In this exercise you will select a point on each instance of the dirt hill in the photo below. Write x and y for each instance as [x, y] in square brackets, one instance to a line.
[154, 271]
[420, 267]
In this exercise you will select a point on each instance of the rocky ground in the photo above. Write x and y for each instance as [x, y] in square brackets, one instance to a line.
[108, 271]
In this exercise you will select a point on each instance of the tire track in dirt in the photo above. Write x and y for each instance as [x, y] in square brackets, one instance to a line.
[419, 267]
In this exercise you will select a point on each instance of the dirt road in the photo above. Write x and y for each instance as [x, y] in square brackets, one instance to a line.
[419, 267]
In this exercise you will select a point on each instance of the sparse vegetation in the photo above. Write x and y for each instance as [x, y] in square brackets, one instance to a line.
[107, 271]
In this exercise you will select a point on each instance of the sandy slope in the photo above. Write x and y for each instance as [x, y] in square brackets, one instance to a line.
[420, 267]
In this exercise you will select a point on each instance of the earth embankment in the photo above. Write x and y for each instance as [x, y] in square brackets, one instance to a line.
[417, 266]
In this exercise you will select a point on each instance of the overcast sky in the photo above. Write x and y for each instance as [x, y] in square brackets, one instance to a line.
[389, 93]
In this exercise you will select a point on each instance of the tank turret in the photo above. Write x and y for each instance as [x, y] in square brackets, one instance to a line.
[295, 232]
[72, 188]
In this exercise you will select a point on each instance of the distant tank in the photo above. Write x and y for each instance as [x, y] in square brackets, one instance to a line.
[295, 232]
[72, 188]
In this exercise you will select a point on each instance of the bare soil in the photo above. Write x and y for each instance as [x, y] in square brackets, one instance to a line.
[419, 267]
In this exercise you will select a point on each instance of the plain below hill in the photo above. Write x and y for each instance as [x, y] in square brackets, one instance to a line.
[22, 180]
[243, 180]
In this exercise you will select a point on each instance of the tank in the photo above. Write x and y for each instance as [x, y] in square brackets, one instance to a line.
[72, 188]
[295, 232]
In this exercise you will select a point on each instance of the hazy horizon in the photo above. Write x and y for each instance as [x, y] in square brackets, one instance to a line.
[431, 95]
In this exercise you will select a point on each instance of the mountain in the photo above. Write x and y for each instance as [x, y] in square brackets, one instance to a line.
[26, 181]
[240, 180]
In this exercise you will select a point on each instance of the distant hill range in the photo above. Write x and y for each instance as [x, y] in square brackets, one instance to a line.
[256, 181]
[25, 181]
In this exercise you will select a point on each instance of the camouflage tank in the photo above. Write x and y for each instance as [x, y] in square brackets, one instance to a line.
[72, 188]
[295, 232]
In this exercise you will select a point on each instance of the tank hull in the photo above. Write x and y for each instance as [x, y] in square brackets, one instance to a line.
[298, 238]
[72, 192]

────

§ Exercise description: Repeat each of the entries above precisely as given.

§ Written answer:
In this exercise you will select a point on each instance of the dirt hill in the photo below. Write x and y for each instance as [x, y] in square brackets, one instance to a line.
[154, 271]
[420, 267]
In this exercise you will select a point on each instance of the rocky ground in the photo above. Write x and y for each instance as [x, y] in square brackets, one instance to a line.
[108, 271]
In this exercise you will select a point on each instance of the tire track in dirt in the photo above. Write x and y for each instance as [x, y] in square brackets, one instance to a line.
[419, 267]
In this exercise you will select a point on each instance of the dirt road in the photo above. Write x and y for each instance as [x, y] in square brackets, one instance to a line.
[419, 267]
In this exercise you will select a point on each instance of the sparse vegetation in the photo above. Write x and y for each instance as [x, y] in square brackets, one instance to a line.
[107, 271]
In this exercise you will select a point on each instance of the sandy slope in the photo above. Write x and y for each instance as [x, y] in square brackets, one instance to a line.
[420, 267]
In this exercise you will select a point on each instance of the earth embankment in the photo above. Write x and y for each instance as [x, y] in square brackets, one instance to a line.
[417, 266]
In this exercise you will select a point on each instance of the overcast sky in the photo above. Write x and y for each instance as [x, y] in square brackets, one instance to a line.
[389, 93]
In this exercise you will select a point on each instance of the tank turret in the photo above. Write x and y for each instance as [x, y] in square brackets, one instance to a line.
[295, 232]
[72, 188]
In this exercise you will select a point on each instance of the distant tank in the photo above. Write x and y for each instance as [x, y] in square brackets, one instance to a line.
[295, 232]
[72, 188]
In this exercise you will select a point on each instance of the bare soil in the photo above. Write x and y for each instance as [x, y] in square brackets, one instance to a line.
[419, 267]
In this exercise you will select a point on each instance of the plain below hill in the photo above. Write x and y for each instance as [x, y] in square brackets, one instance to a line.
[22, 180]
[243, 180]
In this exercise you will select a point on each instance of the tank in the photo above. Write x and y for each instance as [x, y] in square brackets, one instance to a line.
[72, 188]
[295, 232]
In this exercise you will select a point on each instance of the hazy horizon in the photo above. Write x and y for each instance as [x, y] in square brackets, one instance to a line.
[431, 95]
In this exercise you will select a point on each instance of the mountain in the photo above. Write x and y for each instance as [x, y] in square brackets, one instance to a line.
[26, 181]
[240, 180]
In this exercise you will select a point on each instance of the distant hill range in the photo above. Write x and y for each instance as [x, y] in square brackets, one instance to a line.
[256, 181]
[25, 181]
In this exercise you will select a point on each instance of the camouflage tank in the photo above. Write x and y for each instance as [x, y] in square brackets, one instance to a line.
[72, 188]
[295, 232]
In this exercise you will select a point on each instance of the tank hull in the photo above. Write x and y for each instance as [x, y] in square brackets, one instance to a line.
[298, 238]
[72, 192]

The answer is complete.